▶ **Records for the exercise**
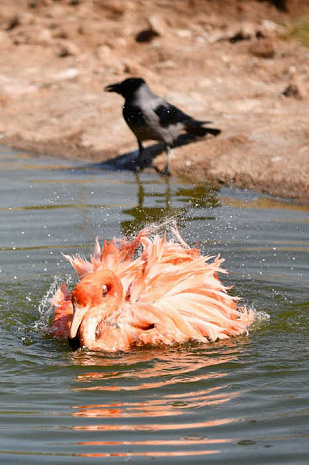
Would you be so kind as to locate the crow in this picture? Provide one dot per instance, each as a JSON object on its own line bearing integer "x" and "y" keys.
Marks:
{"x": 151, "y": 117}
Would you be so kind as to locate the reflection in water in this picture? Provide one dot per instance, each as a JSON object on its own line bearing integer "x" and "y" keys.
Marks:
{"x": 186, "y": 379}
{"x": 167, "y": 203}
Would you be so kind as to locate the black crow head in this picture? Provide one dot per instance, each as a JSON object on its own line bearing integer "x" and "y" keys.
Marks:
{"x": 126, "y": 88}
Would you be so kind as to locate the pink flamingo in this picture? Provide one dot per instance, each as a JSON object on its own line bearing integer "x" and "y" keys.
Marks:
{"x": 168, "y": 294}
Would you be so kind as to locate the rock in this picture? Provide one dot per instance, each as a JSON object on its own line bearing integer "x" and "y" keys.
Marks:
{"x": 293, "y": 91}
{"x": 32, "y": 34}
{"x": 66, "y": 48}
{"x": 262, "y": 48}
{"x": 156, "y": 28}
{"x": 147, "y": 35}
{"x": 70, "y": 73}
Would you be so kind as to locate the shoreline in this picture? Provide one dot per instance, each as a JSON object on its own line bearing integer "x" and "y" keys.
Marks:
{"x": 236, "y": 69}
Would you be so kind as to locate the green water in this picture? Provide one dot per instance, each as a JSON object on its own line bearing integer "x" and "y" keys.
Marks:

---

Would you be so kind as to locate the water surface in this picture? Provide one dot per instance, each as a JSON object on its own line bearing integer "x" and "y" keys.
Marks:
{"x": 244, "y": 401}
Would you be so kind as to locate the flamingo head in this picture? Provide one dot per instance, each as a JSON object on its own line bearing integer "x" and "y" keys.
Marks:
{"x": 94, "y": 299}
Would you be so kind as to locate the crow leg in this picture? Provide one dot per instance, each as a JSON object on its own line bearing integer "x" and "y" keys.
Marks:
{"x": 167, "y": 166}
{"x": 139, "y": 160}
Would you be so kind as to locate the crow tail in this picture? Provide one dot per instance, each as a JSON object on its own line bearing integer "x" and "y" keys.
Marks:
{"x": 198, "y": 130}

* * *

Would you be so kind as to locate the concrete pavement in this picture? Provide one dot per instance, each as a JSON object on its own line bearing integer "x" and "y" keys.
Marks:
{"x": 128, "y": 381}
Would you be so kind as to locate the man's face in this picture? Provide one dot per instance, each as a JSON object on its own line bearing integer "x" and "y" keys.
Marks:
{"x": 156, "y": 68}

▶ **Exercise goal**
Pick out each line in the entries above that contains the word "water", and copy those lines.

▶ **Task solution**
Would you be so kind as to locate the reflection in water in this picture? Provide one dot per instance, each as a JSON object on its own line bearing integer "x" and "y" keys.
Would you be so kind as to locate the green water in this picture? Provide one dot per instance, each as a JSON object on its own line bearing integer "x" and "y" keys.
Would you be so kind as to locate the water surface in this picture? Provide one dot per instance, each as a JSON object on its own line bearing integer "x" and "y" keys.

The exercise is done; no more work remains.